(LISTED RECORDS)
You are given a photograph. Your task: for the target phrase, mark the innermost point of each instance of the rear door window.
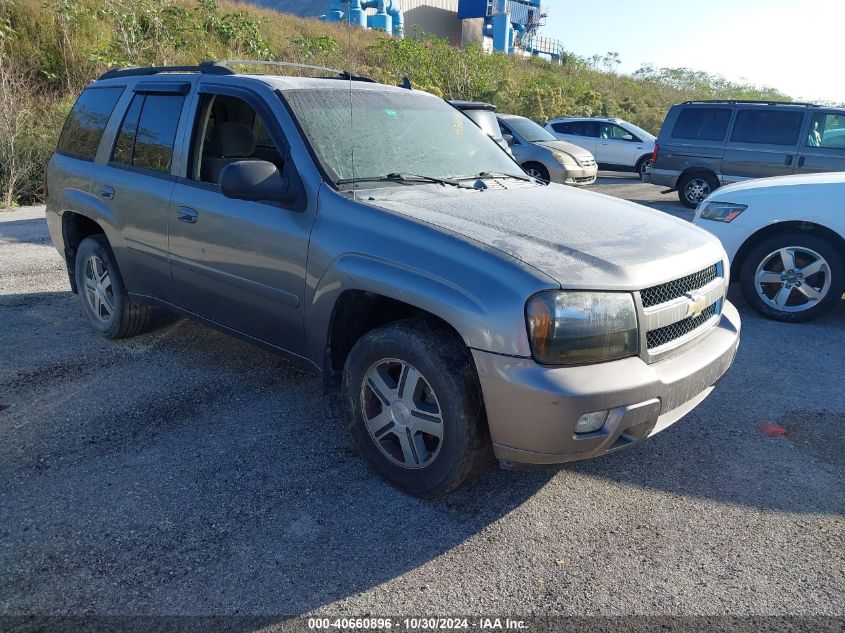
(84, 127)
(827, 130)
(702, 124)
(148, 132)
(767, 127)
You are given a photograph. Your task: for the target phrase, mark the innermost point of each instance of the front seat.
(229, 142)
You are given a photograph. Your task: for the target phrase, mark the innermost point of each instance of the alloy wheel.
(99, 292)
(697, 190)
(402, 413)
(792, 279)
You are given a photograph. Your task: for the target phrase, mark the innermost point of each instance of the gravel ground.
(185, 472)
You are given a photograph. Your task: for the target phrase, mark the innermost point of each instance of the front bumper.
(532, 409)
(578, 176)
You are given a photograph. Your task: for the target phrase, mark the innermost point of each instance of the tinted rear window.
(86, 123)
(148, 131)
(770, 127)
(702, 124)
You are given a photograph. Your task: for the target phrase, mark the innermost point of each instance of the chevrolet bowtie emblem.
(696, 304)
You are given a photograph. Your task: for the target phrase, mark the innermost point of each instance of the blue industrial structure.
(511, 26)
(388, 17)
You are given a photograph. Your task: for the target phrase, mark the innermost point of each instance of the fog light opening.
(591, 421)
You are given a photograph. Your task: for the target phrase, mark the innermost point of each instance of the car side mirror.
(257, 180)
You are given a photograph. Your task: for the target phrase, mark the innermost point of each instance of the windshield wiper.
(401, 177)
(497, 174)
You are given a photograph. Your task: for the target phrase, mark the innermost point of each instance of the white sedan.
(785, 237)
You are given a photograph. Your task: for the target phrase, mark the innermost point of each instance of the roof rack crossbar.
(340, 74)
(223, 67)
(754, 101)
(206, 68)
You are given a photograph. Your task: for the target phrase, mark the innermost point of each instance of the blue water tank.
(472, 9)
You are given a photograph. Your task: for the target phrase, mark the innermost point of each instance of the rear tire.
(644, 166)
(695, 187)
(415, 408)
(537, 170)
(776, 293)
(105, 301)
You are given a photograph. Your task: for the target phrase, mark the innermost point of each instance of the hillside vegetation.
(49, 49)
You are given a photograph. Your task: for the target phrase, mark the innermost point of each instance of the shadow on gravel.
(185, 472)
(32, 231)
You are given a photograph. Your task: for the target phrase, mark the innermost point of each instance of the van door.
(763, 143)
(823, 143)
(236, 262)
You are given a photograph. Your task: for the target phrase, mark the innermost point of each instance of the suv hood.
(578, 238)
(564, 146)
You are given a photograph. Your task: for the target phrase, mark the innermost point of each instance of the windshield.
(529, 130)
(486, 120)
(394, 133)
(646, 136)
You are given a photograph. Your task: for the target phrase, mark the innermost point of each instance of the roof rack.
(754, 101)
(223, 67)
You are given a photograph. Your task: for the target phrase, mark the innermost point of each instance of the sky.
(795, 46)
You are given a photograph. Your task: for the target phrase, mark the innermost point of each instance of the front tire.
(415, 408)
(695, 187)
(109, 309)
(793, 277)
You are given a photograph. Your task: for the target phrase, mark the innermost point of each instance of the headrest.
(230, 140)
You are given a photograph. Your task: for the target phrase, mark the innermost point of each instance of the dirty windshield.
(394, 133)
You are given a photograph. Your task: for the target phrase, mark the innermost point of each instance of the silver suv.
(455, 307)
(617, 145)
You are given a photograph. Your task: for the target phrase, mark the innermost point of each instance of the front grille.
(667, 334)
(673, 289)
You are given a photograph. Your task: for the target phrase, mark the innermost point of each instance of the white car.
(785, 238)
(616, 144)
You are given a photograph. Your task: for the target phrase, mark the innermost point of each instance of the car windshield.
(486, 120)
(638, 131)
(392, 132)
(529, 130)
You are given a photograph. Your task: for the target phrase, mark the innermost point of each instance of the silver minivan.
(706, 144)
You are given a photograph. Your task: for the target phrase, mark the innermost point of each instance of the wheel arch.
(780, 228)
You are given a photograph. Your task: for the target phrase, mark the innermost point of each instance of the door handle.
(187, 214)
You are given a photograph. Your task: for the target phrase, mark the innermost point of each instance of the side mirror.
(257, 180)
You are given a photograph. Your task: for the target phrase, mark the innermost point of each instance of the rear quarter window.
(702, 124)
(84, 126)
(768, 127)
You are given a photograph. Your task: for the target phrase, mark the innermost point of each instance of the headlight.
(564, 159)
(721, 211)
(575, 328)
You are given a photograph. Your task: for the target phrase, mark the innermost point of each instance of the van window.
(148, 132)
(84, 127)
(827, 130)
(702, 124)
(769, 127)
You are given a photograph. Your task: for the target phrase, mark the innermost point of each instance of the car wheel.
(538, 171)
(415, 407)
(106, 303)
(644, 166)
(793, 277)
(693, 188)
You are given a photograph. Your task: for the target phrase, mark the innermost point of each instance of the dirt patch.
(817, 433)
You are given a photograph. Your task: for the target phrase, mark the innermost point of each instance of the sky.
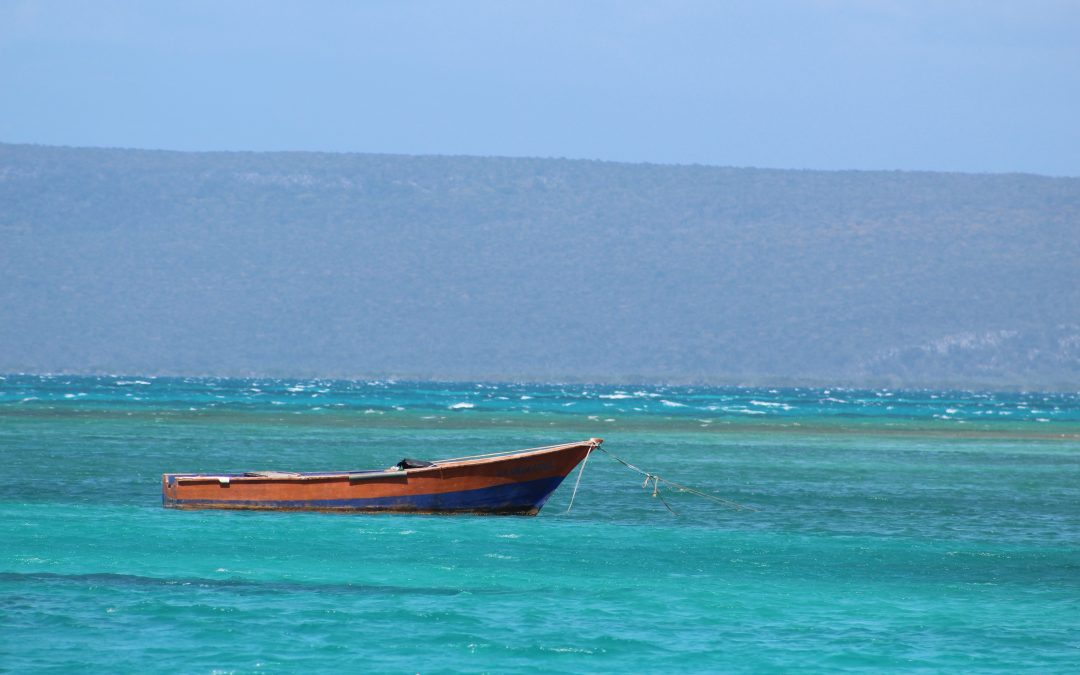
(831, 84)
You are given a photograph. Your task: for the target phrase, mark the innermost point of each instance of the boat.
(511, 483)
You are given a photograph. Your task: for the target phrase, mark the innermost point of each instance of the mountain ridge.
(440, 265)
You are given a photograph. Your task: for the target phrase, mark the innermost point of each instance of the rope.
(656, 486)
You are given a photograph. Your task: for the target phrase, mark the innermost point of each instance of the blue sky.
(974, 86)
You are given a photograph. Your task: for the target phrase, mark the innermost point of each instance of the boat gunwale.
(378, 473)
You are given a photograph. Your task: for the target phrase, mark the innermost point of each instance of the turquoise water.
(931, 530)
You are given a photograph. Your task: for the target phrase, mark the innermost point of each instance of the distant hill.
(462, 267)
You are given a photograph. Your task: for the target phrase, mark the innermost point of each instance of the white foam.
(769, 404)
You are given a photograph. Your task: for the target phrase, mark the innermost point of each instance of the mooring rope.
(656, 485)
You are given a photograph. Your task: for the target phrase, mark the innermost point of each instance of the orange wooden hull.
(513, 483)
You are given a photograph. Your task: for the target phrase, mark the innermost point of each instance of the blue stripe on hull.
(515, 498)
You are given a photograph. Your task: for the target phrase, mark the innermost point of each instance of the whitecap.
(769, 404)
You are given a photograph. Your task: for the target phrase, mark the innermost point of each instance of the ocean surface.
(894, 529)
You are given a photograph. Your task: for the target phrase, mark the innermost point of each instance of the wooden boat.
(514, 483)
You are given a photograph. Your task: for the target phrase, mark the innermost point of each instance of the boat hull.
(515, 484)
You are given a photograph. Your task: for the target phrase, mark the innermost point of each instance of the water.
(932, 530)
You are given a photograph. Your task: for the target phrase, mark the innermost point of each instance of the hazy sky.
(981, 86)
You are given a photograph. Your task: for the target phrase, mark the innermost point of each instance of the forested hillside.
(461, 267)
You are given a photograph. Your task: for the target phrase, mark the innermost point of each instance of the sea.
(882, 529)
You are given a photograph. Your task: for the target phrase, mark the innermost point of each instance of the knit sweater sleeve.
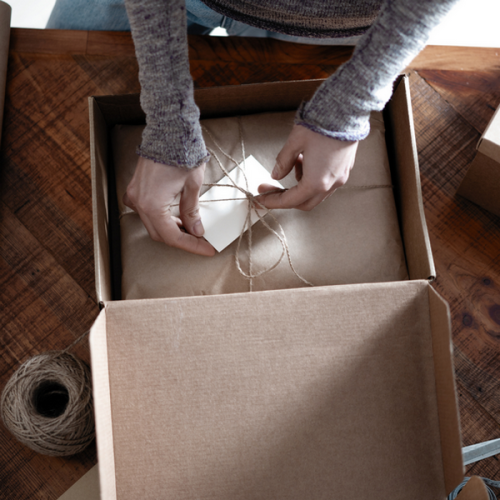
(341, 106)
(172, 135)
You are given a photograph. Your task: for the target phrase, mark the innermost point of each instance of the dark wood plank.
(48, 41)
(473, 94)
(466, 245)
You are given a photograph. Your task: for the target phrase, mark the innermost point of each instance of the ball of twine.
(47, 404)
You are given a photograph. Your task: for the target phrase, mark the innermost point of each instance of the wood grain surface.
(46, 253)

(EXERCISE DIRECTIONS) Pictures are to be excluded; all other material must be transcribed exactly.

(SOLUTION FOR THIS EXERCISE)
You are given a photograph. Your task: for the target phrase, mark the innermost point of each instance of the rear door window.
(84, 127)
(827, 130)
(702, 124)
(148, 132)
(767, 127)
You are given a photograph. Your task: for the target phrase, mark the innermost point of each instance of the front seat.
(229, 142)
You are given a photograph. Your task: for the target phrase, mark the innermost point of each instance of the alloy wheel.
(99, 292)
(697, 190)
(402, 413)
(792, 279)
You are given a photograph. Your task: for the target phrase, mark the innermost point of each instance of the gravel ground.
(185, 472)
You are given a photograph. Your task: for the target phrase, mark the innermost point of each instance of the front bumper.
(532, 409)
(578, 176)
You are given a photograph. Your task: for the target phrase, mark the innermost point of each instance of the tinted rear window.
(86, 123)
(148, 131)
(770, 127)
(702, 124)
You are given a photograph. Your task: for the target phrase, mark the innermost point of each instance of the chevrolet bowtie emblem.
(696, 304)
You are given a photograph. Your task: for the target phrase, mark the innermost point of each instance of the blue industrial structure.
(511, 26)
(388, 17)
You are given a photograph. Your task: for the target phrase, mark the innermost point of each instance of the fog light opening.
(591, 421)
You are given a photograph. Your task: for the target phrase, mark the innermost point of each instance of the car side mirror.
(257, 180)
You are given a photograph. Your task: for the target phrase, mark the innermost point of each instance of the windshield wiper.
(401, 177)
(497, 174)
You are given a photograph. Your task: for the target phrase, mark the innermost point of each instance of the white sedan.
(785, 237)
You are given a photograph. Your task: for the target phrase, mark the innermost point of each instance of the roof rack crossbar.
(340, 74)
(223, 67)
(754, 101)
(206, 68)
You are given a photograph. Your task: for the target phrase, mark the innermost point of each instance of the blue water tank.
(472, 9)
You are given a photograph. Your task: for the target phrase, mark the innermost point of each instance of the rear tire.
(644, 166)
(695, 187)
(415, 408)
(537, 170)
(776, 293)
(105, 301)
You are given a photograph. Your task: for the target phrase, mark the innermost point of each instance of the hillside vegetation.
(49, 49)
You are given a photograph. Your task: for the target phrase, mark the innermost point of each instance of the shadow on gravel.
(185, 472)
(32, 231)
You are given a photograph. Your task: for the target phrase, mark the innermost point of each instance of the van door.
(763, 143)
(823, 143)
(236, 262)
You are given a photograph. Your task: for the target phrase, mark the innermost point of each instance of the suv hood.
(578, 238)
(564, 146)
You are given a photograph. Your task: for the target phrase, mark the innermost point of each instance of the windshield.
(529, 130)
(486, 120)
(394, 133)
(646, 136)
You are given a photograph. Your task: for the target phrase, mark the innermost point of each instance of the roof rack.
(754, 101)
(223, 67)
You are given a photograph. Your task: for the target phrase, mark the innermost point of each instance of the sky.
(795, 46)
You are given a photograph. Your task: for the target phrase, mark the innermost point of each instance of the front tire.
(415, 408)
(695, 187)
(109, 309)
(793, 277)
You are given a photograph. Your task: for the target phrase, mark the innermost point of each instance of the headrest.
(230, 140)
You are given a photograph. Your task: for the target phrase, mark the innermost point of each instance of the dirty windshield.
(394, 133)
You are given a photograph. Your task: for the target phrase, mark the innermost point of each instance of the silver suv.
(455, 307)
(617, 145)
You are given a photograph. Your task: for the target phrase, mark the innermost point of each instance of the front grille.
(667, 334)
(673, 289)
You are given a photograph. Your task: for the target phrase, mark the innermost point of each instance of the white car.
(785, 238)
(616, 144)
You are given a photograph. Your task: for the target phrase, mark the innermost point of each instance of the car windshield.
(486, 120)
(638, 131)
(392, 132)
(529, 130)
You are given a photograph. Your task: for the target phrase, mark the innermost point of each instance of the silver minivan.
(706, 144)
You are given a photograph. Your task: for the target phrase, mark the innermost point of each instance of the wheel arch.
(780, 228)
You are given a photograph. Your task: for the target phrase, mark the innermost point of each instance of the door handle.
(187, 214)
You are given a photograph. Your task: for the target phrase, mark the innermost point of each instance of the side mirror.
(257, 180)
You are given a photograph. Your task: for the target phrase, mark the innermost point of each instance of the rear quarter window.
(702, 124)
(84, 126)
(768, 127)
You are given a photograph. Your task: for the target phrase, mark the innermost point of each instance of the headlight.
(564, 159)
(721, 211)
(575, 328)
You are given a photograph. Your task: for the target phrase, mark the innermost point of each instance of the van window.
(148, 132)
(84, 127)
(827, 130)
(702, 124)
(769, 127)
You are given a photograph. Your task: for the target phrase, mark the innermost point of each instance of the car wheel.
(538, 171)
(415, 407)
(106, 303)
(644, 166)
(793, 277)
(693, 188)
You are given a photograph. Your task: for the target phrase, mark the innermost point of each instance of the dirt patch.
(817, 433)
You are given a photograph. Your task: for the target phrase, mark the innermost point of each instance of the sky.
(831, 84)
You are given a photograph. Your task: for the target phrase, mark the innermost point of each instance of the boat.
(511, 483)
You are given a photograph. Your task: for the target phrase, mark the innermost point of each instance of the mountain ridge.
(440, 265)
You are given a photograph. Your task: for the target phrase, mark the innermost point of each instance of the rope.
(656, 486)
You are given a photograph. Your task: for the target phrase, mark the innermost point of each instance of the blue sky.
(974, 86)
You are given a photograph. Your task: for the target phrase, mark the innermost point of each instance of the boat gunwale.
(378, 473)
You are given a photograph. Your task: for the target phrase, mark the innermost point of each instance of the turquoise water.
(931, 530)
You are given a photograph. Your task: for the target phrase, mark the innermost point of each instance of the distant hill.
(462, 267)
You are given a photograph. Your task: for the target phrase, mark the innermost point of each instance of the white foam.
(769, 404)
You are given a photograph. Your task: for the target phrase, mark the innermost point of each instance of the mooring rope.
(656, 485)
You are given a photograph. Your task: for the target phrase, mark the innermost point of each instance of the orange wooden hull.
(513, 483)
You are given a photograph. Your task: for the target phrase, mark the innermost point of each instance of the blue stripe on hull.
(515, 498)
You are given a photograph. Your task: for the target phrase, mark the innermost point of each instance of the whitecap.
(769, 404)
You are given a photograph. Your task: for the target phrase, mark the innermost point of each instance of the ocean surface.
(894, 529)
You are given a photograph. Your task: for the target phrase, mark the innermost point of each instance of the wooden boat.
(514, 483)
You are given a photograph. Your task: for the target phrase, mark the innermost point of each instance of the boat hull.
(515, 484)
You are given a photograph. Your task: for the target phrase, mark the innermost point of each instance of the water.
(932, 530)
You are given a photograph. Your task: for the target phrase, mark the innermost point of each instance of the hazy sky.
(981, 86)
You are given a photograph. Your task: for the target phrase, mark the innermost point of each instance of the forested hillside.
(461, 267)
You are given a photograph. Your task: for the target phrase, mark the innermost point of each instance of the sea.
(882, 529)
You are given a photograph. Your task: for the target phrase, mark the innermost point of each instance of the knit sweater sleeve.
(341, 106)
(172, 135)
You are given a photograph. Your task: for the target phrase, mark the innermost point of each instance of the dark wood plank.
(48, 41)
(473, 94)
(466, 245)
You are given a photograph. Your task: for the target phrase, mark the innermost point of each instance of the ball of twine.
(47, 404)
You are given a photograph. Your task: for the target phrase, mark the innermost point of each instance of the wood grain surface.
(46, 253)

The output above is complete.